* _Selected extract_
(begin)
Through the Years, Bernece Wood Has Kept Her Famous Racing Family Close

[media-credit name=”woodbrothersracing.com” align=”alignright” width=”188″][/media-credit]May 12, 2012

Bernece Wood grew up the daughter of a country storekeeper from Charity, Va., married a sawmiller from Buffalo Ridge, and wound up the matriarch of one of NASCAR’s cornerstone race teams.

Mrs. Wood is one of only three people on the Wood Brothers team roster who has been there from the beginning in 1950. The others are her husband, NASCAR Hall of Fame member Glen Wood, and his brother, the team’s long-time crew chief Leonard Wood.

Mrs. Wood has seen the team grow from a fledgling outfit run by her husband and his brothers, Leonard, Delano, Ray Lee and the late Clay Wood,  to one managed by her sons Len, Eddie, and daughter Kim Wood Hall.

Through it all, even with all the demands that come with racing in NASCAR’s elite division, the Woods have remained a close-knit bunch, and much of the credit for that goes to the matriarch.

That’s never more evident than at dinnertime in Stuart. For decades, when the Woods raced out of a shop in Stuart, Bernece’s husband and children ate the noon meal at her table. The team, now based in Charlotte, is running a limited schedule again, and the family dinners are fairly regular again. In the summertime, there are peas, potatoes, beans, corn and tomatoes grown in Glen’s garden just down the same road where Bernece Wood and her children live door-to-door.

It’s like a scene from a Norman Rockwell painting, but it’s an everyday occurrence for the Woods.

“We never knew any other way,” daughter Kim Hall said. “That’s how it’s always been.”

The family meals also serve as informal business meetings.

“Whenever you had news or something to tell, you told it when everybody was together,” she said, adding that no one dared be late or they might miss something important.

There are other reasons to be punctual.

“If you get there five minutes late, your drink has been poured for five minutes, and if you’re five minutes early, the cornbread is still in the oven,” she said.
(end)
* _Requirement_
Write the next part of the article about Bernece Wood and her racing family, picking up after its final sentence. The material isn't needed for anything here.

* _Dataset content_
(begin)
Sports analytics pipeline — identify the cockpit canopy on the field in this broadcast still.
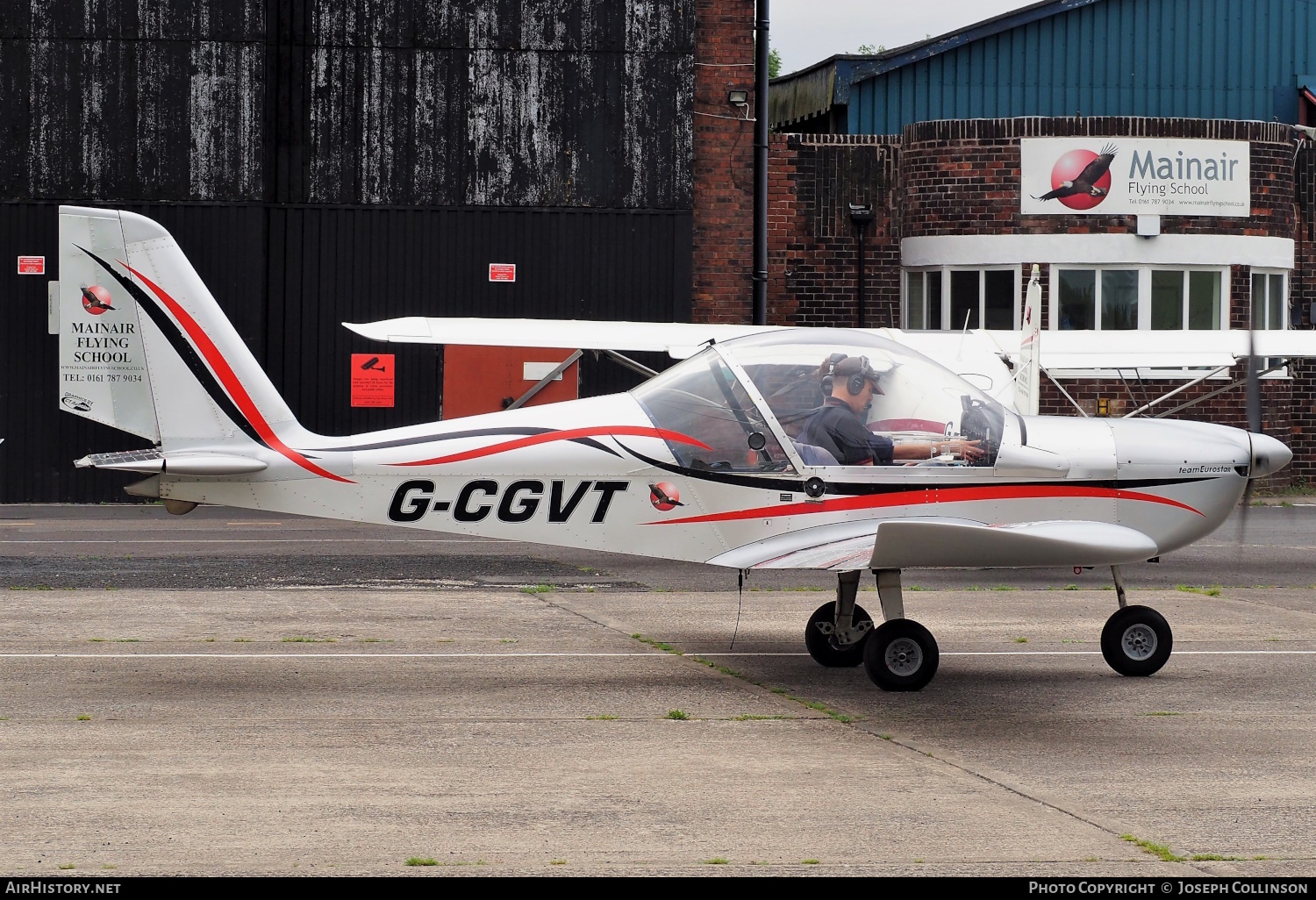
(end)
* _The result_
It’s not just the noon meal that Bernece Wood and her family, including daughters in law, a son-in-law and grandchildren, eat together. Sometimes it’s breakfast around the big table at the Coffee Break restaurant in Stuart; other times it’s a cookout on Eddie’s patio.

“Still to this day we eat most of our meals together,” Hall said.

When Bernece Wood isn’t actually with her family, she’s usually talking about them to visitors at the Wood Brothers Museum in Stuart.

“She loves nothing more than to be at that museum talking about her family.”

Mrs. Wood also loves to share with visitors her knowledge of the team’s 62 years in racing. She can identify the faces in decades-old photos, and she’s pretty savvy about the cars too.

“She can tell a ’58 Ford from a ’59 Ford, and I can’t do that,” Hall said.  “She’s the perfect person to be at the museum.”

One of Bernece Wood’s favorite subjects of late is her team’s victory in the 2011 Daytona 500. She proudly wears her ring from that victory, alternating with Glen’s NASCAR Hall of Fame ring.

It was a special win for Mrs. Wood for many reasons, including the fact that the race team run by her children bounced back from several disappointing seasons to score a major victory.  It was one that came the old-fashioned way, not because of gas mileage or some other fluke.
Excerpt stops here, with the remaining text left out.